» EXCERPT PROVIDED
==========

Yes, surprisingly, the holes were made by hand, and are not machined. The hand drawn measurement markings are still visible behind the hardware. The current hardware is an older model non fire rated Yale, as they all have dogging capability.  I contacted Yale and they referred me to a newer fire rated model that would cover the existing holes. 

Even though the holes would be hidden by the new hardware, as they are now, would it be wrong to upgrade their existing non compliant hardware?  Who ultimately takes responsibility in a situation like this?  Should we walk away from situations like this if property owners did not want to re label the doors before we work on them? What if the call was just for a repair and the existing exit device and I noticed these issues. Are we accepting full liability if something fails just by being the last person to touch the doors? 

Sorry for so many questions, I have not come across this situation before and want to make sure i share accurate information with the property owner and have the knowledge for future situations.


----------



## ADAguy (Nov 13, 2019)

==========

» STORED ROWS
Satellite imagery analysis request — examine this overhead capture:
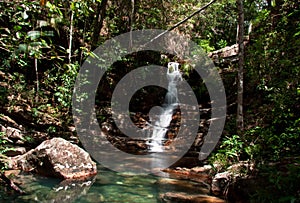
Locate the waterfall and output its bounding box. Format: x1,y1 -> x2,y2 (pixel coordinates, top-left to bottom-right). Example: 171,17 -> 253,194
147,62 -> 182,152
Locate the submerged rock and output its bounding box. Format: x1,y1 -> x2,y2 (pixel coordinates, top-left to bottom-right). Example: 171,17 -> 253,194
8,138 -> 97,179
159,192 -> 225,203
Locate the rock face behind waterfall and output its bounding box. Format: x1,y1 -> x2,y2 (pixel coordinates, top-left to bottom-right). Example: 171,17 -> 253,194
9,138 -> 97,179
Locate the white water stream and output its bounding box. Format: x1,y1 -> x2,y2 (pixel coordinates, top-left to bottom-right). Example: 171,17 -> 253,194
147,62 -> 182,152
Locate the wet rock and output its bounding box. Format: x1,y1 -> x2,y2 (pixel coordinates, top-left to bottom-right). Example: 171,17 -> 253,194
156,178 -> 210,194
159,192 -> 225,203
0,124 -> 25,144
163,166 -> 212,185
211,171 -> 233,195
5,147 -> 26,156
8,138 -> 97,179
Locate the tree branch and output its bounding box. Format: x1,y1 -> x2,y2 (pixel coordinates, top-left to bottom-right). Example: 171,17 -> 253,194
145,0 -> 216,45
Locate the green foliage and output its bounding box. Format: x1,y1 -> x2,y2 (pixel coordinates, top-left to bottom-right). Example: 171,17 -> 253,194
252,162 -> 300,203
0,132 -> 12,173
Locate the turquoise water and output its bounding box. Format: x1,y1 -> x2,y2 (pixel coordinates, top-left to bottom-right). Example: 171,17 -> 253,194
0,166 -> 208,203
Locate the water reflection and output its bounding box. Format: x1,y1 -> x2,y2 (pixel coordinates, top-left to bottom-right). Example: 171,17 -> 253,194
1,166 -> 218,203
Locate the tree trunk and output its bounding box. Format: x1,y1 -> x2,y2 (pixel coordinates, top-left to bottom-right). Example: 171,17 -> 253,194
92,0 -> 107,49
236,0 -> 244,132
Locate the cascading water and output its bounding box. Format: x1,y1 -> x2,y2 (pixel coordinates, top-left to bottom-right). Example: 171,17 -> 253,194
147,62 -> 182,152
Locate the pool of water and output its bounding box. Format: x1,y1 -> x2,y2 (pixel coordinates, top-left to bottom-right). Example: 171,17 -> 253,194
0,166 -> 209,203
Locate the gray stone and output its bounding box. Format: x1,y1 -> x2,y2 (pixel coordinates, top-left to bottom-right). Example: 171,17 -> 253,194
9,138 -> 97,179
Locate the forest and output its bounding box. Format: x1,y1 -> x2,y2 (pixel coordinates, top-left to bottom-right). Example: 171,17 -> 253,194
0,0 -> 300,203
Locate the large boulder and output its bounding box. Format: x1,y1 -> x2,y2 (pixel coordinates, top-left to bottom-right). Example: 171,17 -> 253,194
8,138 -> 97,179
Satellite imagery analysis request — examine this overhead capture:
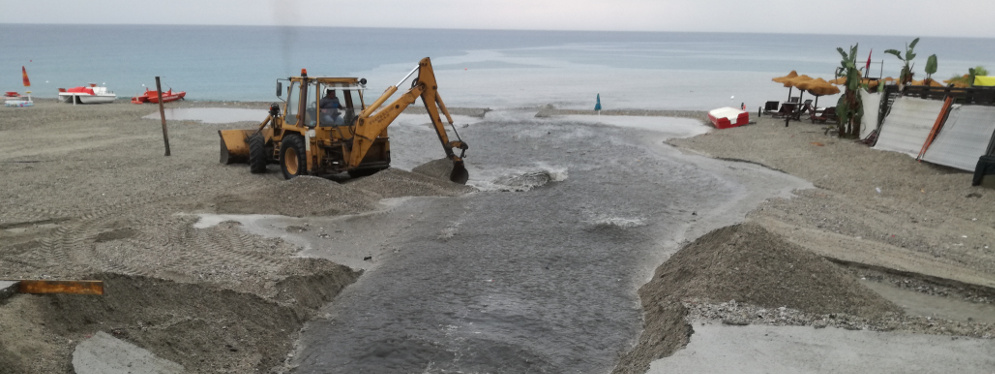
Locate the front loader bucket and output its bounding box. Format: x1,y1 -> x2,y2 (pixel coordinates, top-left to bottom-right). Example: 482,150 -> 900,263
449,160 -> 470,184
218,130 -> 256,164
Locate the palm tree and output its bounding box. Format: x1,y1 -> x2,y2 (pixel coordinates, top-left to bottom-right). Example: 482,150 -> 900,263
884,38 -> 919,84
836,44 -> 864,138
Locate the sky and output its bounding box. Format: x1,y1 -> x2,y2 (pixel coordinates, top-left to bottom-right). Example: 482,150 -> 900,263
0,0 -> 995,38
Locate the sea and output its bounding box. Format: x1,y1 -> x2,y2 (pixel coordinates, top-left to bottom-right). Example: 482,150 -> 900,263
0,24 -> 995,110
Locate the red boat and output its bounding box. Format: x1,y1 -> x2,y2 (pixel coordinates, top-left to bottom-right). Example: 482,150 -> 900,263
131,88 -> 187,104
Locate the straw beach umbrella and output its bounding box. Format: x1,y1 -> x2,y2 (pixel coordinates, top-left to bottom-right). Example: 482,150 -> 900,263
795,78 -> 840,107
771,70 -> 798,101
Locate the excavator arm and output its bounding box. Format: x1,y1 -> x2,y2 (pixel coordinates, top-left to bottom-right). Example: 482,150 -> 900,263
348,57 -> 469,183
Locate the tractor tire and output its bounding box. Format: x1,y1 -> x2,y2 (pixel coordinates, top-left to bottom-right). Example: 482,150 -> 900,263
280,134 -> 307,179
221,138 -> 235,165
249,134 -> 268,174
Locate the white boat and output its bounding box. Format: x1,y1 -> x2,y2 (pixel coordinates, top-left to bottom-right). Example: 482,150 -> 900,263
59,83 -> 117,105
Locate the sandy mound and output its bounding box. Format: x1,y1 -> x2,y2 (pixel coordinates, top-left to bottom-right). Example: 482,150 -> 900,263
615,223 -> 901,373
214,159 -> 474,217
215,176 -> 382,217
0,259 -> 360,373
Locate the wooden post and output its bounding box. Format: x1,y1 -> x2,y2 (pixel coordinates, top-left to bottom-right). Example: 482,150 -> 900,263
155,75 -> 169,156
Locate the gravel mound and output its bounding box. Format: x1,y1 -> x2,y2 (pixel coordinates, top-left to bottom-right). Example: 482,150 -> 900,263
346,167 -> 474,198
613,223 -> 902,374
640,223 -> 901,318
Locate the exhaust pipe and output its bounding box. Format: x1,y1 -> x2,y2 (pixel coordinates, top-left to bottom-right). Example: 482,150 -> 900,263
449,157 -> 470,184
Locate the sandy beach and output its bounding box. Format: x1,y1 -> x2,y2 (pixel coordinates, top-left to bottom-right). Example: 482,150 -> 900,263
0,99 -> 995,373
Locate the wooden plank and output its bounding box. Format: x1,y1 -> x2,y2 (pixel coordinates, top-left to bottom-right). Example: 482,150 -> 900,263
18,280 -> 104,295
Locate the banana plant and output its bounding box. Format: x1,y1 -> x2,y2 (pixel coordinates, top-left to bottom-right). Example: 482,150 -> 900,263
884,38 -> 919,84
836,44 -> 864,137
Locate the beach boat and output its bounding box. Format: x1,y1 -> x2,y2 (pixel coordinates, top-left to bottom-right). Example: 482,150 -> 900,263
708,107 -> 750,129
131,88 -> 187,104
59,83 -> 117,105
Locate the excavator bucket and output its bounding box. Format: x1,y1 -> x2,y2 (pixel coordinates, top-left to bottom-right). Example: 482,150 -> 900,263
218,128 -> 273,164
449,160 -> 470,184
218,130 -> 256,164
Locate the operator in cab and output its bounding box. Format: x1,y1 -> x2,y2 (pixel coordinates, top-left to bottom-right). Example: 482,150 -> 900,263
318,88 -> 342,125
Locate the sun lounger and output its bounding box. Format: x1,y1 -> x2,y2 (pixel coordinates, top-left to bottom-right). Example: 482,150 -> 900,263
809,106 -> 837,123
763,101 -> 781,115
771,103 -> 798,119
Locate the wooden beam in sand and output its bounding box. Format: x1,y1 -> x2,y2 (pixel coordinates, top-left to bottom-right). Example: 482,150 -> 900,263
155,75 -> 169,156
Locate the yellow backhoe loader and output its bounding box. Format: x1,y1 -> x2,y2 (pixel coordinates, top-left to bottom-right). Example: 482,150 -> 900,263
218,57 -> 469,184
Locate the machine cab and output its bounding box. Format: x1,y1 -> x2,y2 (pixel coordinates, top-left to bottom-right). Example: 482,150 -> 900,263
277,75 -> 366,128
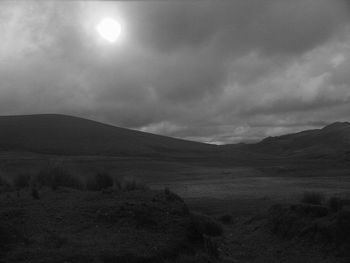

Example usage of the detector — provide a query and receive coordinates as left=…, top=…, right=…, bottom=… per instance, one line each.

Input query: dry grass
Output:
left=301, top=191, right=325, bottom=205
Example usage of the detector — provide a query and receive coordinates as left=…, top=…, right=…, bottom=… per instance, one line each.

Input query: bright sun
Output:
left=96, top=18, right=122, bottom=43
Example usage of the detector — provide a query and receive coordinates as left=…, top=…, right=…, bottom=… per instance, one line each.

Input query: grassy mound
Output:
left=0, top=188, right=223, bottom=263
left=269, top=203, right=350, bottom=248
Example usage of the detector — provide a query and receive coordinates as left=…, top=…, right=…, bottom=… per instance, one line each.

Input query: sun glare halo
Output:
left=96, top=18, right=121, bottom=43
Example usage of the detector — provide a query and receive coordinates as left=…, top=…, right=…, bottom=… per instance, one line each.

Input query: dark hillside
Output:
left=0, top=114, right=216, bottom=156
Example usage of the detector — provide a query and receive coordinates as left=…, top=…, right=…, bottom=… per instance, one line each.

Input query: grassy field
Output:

==========

» OBJECTIVES
[1] According to the door hardware post, how were the holes in the doors made?
[2] Continue the door hardware post from where it stops.
The material is separate from the door hardware post.

» EXPECTED RESULTS
[1] By hand, not machined.

[2]
Check with your insurance carrier and DHI.


----------



## cda (Nov 13, 2019)

LGreene is the person to answer the questions

On the ahj/ city side, if I were ask the question, I think I might require at least a door inspection by an approved company, to document the door has not lost its listing, or proposed fixes, does not lose its listing.

If just replacing like for like and door appears in good shape, than I see no problem.


Yes if your company name is some how involved, more than likely a city building dept or civil attorney would contact you, if there was an incident.


----------



## cda (Nov 13, 2019)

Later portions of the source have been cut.